Start of Supplied material

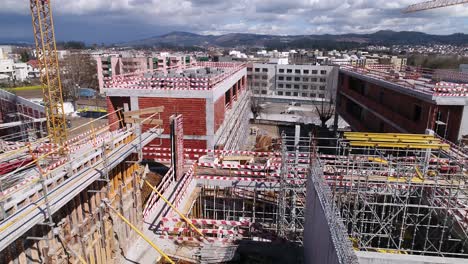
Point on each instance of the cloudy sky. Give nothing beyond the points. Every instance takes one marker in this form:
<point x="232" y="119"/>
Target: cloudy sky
<point x="96" y="21"/>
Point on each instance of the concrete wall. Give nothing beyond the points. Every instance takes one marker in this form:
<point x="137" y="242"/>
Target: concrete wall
<point x="325" y="239"/>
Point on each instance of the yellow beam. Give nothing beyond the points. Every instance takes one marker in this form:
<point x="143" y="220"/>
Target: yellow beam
<point x="398" y="145"/>
<point x="387" y="134"/>
<point x="175" y="209"/>
<point x="141" y="234"/>
<point x="395" y="140"/>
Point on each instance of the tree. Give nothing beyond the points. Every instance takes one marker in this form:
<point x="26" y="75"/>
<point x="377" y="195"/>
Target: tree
<point x="326" y="108"/>
<point x="255" y="106"/>
<point x="78" y="70"/>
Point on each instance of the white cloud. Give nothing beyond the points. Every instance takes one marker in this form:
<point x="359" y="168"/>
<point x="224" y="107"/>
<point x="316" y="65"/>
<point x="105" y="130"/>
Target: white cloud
<point x="263" y="16"/>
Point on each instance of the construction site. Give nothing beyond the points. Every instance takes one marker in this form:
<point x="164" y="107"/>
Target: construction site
<point x="170" y="175"/>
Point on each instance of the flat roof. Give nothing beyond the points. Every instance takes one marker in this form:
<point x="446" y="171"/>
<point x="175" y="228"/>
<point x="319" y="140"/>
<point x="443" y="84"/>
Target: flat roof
<point x="203" y="76"/>
<point x="416" y="82"/>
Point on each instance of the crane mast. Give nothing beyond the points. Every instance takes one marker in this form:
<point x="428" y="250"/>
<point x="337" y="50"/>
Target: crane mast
<point x="433" y="5"/>
<point x="46" y="53"/>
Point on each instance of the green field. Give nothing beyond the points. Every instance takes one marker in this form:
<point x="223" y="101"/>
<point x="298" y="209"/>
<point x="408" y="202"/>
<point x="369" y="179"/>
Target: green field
<point x="23" y="88"/>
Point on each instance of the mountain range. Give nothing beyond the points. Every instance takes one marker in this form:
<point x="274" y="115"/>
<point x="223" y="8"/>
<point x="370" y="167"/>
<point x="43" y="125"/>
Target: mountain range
<point x="384" y="37"/>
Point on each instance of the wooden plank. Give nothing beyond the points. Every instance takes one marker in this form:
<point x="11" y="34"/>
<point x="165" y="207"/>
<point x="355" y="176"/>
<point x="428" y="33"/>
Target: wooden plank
<point x="149" y="110"/>
<point x="143" y="121"/>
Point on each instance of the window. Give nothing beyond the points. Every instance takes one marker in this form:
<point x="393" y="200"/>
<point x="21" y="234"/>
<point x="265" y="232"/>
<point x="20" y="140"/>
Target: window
<point x="417" y="113"/>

End of Supplied material

# What to produce
Without including the pictures, return each record above exactly as it stands.

# Expected answer
Point on each instance of the cloudy sky. Give nothing beyond the points. Every instance takes one marker in this form:
<point x="232" y="119"/>
Target: cloudy sky
<point x="96" y="21"/>
Point on each instance of the concrete wall. Give nothing beyond the points. Every instance takes one marker in this form:
<point x="137" y="242"/>
Target: concrete wall
<point x="325" y="239"/>
Point on each instance of the yellow beam. Give nothing beyond the points. Every instance takes one marker in this form:
<point x="143" y="220"/>
Target: yellow beam
<point x="398" y="145"/>
<point x="387" y="134"/>
<point x="175" y="209"/>
<point x="141" y="234"/>
<point x="395" y="140"/>
Point on each instance of the tree. Give nothing beyond the points. Every instance takes one marker in this form:
<point x="26" y="75"/>
<point x="377" y="195"/>
Target: tree
<point x="326" y="108"/>
<point x="255" y="106"/>
<point x="78" y="70"/>
Point on each instance of the white cloud. Give nothing beyond the points. Every instance takes one marker in this form:
<point x="359" y="168"/>
<point x="224" y="107"/>
<point x="316" y="65"/>
<point x="105" y="130"/>
Target: white cloud
<point x="263" y="16"/>
Point on each instance of the construction site. Give nothing beyond the points. Every instance takes one marker in this form:
<point x="164" y="107"/>
Target: construction site
<point x="170" y="175"/>
Point on each instance of the flat roof. Give nothing beyond the points. Every instance takes one marker in this form:
<point x="446" y="171"/>
<point x="175" y="228"/>
<point x="319" y="140"/>
<point x="443" y="84"/>
Target: flat roof
<point x="203" y="76"/>
<point x="416" y="82"/>
Point on each instance of the crane mast. Give nothing beyond the points. Every instance takes one marker in this form:
<point x="428" y="250"/>
<point x="337" y="50"/>
Target: crane mast
<point x="433" y="5"/>
<point x="46" y="53"/>
Point on each instance of the green field. Give nothing beyond the points. Every instance takes one marker in this form:
<point x="223" y="101"/>
<point x="298" y="209"/>
<point x="408" y="202"/>
<point x="369" y="179"/>
Target: green field
<point x="23" y="88"/>
Point on each instance of the mountain range. Give nothing beyond the points. Every instance takes one marker in this form:
<point x="274" y="115"/>
<point x="223" y="8"/>
<point x="370" y="167"/>
<point x="43" y="125"/>
Target: mountain range
<point x="384" y="37"/>
Point on each instance of the wooden plank. Give nothing beyond the points. Every instance takes one marker in this form:
<point x="11" y="34"/>
<point x="165" y="207"/>
<point x="355" y="176"/>
<point x="428" y="33"/>
Target: wooden plank
<point x="149" y="110"/>
<point x="143" y="121"/>
Point on each instance of the window. Give nothing beyond the points. Every instance takes one marker in this form:
<point x="393" y="200"/>
<point x="21" y="234"/>
<point x="265" y="232"/>
<point x="20" y="140"/>
Target: window
<point x="417" y="113"/>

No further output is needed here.